[Entries taken from a collection]

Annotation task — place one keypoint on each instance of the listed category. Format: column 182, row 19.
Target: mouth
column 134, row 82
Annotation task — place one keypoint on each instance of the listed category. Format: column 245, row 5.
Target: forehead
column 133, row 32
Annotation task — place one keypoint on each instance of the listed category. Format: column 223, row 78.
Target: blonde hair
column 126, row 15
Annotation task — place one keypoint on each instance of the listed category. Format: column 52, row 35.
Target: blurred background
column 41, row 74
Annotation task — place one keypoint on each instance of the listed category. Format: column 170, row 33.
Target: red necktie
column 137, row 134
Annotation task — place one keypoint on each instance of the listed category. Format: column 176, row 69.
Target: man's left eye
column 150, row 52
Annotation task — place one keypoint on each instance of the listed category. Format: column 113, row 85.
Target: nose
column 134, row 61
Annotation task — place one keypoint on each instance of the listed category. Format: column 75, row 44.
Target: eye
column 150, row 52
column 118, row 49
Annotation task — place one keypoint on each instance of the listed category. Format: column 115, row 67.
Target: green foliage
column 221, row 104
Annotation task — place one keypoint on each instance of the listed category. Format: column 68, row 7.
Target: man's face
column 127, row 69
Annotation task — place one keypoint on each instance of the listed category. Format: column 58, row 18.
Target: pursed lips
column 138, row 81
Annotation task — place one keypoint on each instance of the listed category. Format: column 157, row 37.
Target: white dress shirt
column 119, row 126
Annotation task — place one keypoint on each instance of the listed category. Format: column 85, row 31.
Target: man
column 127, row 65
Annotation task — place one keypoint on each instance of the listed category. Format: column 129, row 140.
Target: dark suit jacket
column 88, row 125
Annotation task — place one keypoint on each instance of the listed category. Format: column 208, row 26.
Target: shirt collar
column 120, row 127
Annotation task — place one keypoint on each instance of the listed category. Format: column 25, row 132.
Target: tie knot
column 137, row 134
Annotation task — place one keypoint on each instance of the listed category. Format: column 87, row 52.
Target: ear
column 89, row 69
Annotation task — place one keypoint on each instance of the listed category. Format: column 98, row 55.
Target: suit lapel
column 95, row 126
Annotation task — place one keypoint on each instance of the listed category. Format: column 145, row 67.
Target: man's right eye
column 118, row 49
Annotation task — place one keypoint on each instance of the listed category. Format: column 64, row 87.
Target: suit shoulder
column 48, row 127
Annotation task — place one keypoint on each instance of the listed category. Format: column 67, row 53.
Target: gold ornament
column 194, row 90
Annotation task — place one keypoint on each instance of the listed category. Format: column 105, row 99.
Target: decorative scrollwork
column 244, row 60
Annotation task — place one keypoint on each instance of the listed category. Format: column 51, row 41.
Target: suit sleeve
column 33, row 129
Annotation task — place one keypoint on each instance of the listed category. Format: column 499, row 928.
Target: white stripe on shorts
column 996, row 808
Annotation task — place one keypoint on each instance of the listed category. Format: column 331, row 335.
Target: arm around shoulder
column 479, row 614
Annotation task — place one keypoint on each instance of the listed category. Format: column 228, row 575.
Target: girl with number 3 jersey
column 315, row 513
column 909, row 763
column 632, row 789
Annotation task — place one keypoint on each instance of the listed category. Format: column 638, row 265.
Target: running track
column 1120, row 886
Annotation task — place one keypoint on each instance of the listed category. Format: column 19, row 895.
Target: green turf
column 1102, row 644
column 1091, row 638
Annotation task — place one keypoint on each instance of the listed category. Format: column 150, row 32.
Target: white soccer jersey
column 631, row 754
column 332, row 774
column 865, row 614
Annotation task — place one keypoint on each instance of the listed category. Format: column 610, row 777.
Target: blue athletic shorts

**What needs to be done**
Down to the last line, give the records again exactly.

**Response for this exercise**
Annotation task — place one keypoint on each instance of the listed category. Format: column 182, row 19.
Target: mouth
column 134, row 82
Annotation task — place one keypoint on each instance of the listed category. Format: column 245, row 5.
Target: forehead
column 133, row 32
Annotation task — place one keypoint on each instance of the listed category. Format: column 223, row 78.
Target: blonde hair
column 126, row 15
Annotation task — place one keypoint on each instance of the listed category. Format: column 52, row 35.
Target: blurred background
column 41, row 74
Annotation task — place one keypoint on each instance of the listed category. Format: column 170, row 33.
Target: red necktie
column 137, row 134
Annotation task — place one keypoint on each instance of the listed category. Format: column 176, row 69.
Target: man's left eye
column 150, row 52
Annotation task — place one keypoint on each instance of the listed category. Format: column 113, row 85.
Target: nose
column 134, row 61
Annotation task — place one keypoint on each instance of the listed category. Format: column 75, row 44.
Target: eye
column 150, row 52
column 118, row 49
Annotation task — place one keypoint on each instance of the listed category. Format: column 115, row 67.
Target: green foliage
column 221, row 104
Annotation task — place one keypoint on each instance of the listed category. Format: column 68, row 7.
Target: man's face
column 127, row 69
Annotation task — place one keypoint on each instance of the listed category. Format: column 58, row 18.
Target: pursed lips
column 138, row 81
Annotation task — place one keypoint on each instance of the listed category. Format: column 157, row 37.
Target: white dress shirt
column 119, row 126
Annotation task — place one keypoint on each instance of the listed category. Format: column 85, row 31.
Target: man
column 127, row 65
Annotation task — place one keypoint on each instance of the listed category. Format: column 129, row 140.
Target: dark suit jacket
column 88, row 125
Annotation task — place one keypoint on each instance of the listed category. Format: column 208, row 26.
Target: shirt collar
column 120, row 127
Annotation task — place one keypoint on each instance of the listed category. Format: column 25, row 132.
Target: tie knot
column 137, row 134
Annotation task — place one keypoint on each instance of the listed category. Format: column 87, row 52.
Target: ear
column 89, row 69
Annotation task — place one keypoint on each instance of the listed category. Format: column 98, row 55.
Target: suit lapel
column 95, row 126
Annotation task — place one keypoint on each instance of the listed category. Format: column 145, row 67.
Target: man's right eye
column 118, row 49
Annotation task — place one keypoint on each instance of the listed category. Format: column 64, row 87.
Target: suit shoulder
column 48, row 127
Annotation task — place one keypoint on each instance of the listed category. Format: column 67, row 53.
Target: gold ornament
column 194, row 90
Annotation task — place one keypoint on each instance of the listed category. Format: column 105, row 99.
Target: decorative scrollwork
column 244, row 60
Annotation task — place one keypoint on each instance of the listed category. Format: column 51, row 41.
Target: suit sleeve
column 33, row 129
Annotation task — place one keypoint on each instance of the listed category. Format: column 499, row 928.
Target: white stripe on shorts
column 996, row 808
Annotation task — place one keypoint on each instance of the listed category. Format: column 331, row 335.
Target: arm around shoulder
column 479, row 614
Annotation task — place one keypoint on each instance of the listed category. Format: column 228, row 575.
Target: girl with number 3 jersey
column 315, row 513
column 909, row 763
column 632, row 789
Annotation task — place one keypoint on each instance of the listed category. Format: column 638, row 265.
Target: running track
column 1120, row 886
Annotation task — place one keypoint on each instance of the listed category. Format: column 19, row 895.
Target: green turf
column 1102, row 644
column 1091, row 638
Annotation task — place one keypoint on each instance of the listed category. Format: column 150, row 32.
Target: white soccer jersey
column 631, row 754
column 332, row 774
column 865, row 614
Annotation task — place one keypoint on each instance of the listed category. Format: column 610, row 777.
Target: blue athletic shorts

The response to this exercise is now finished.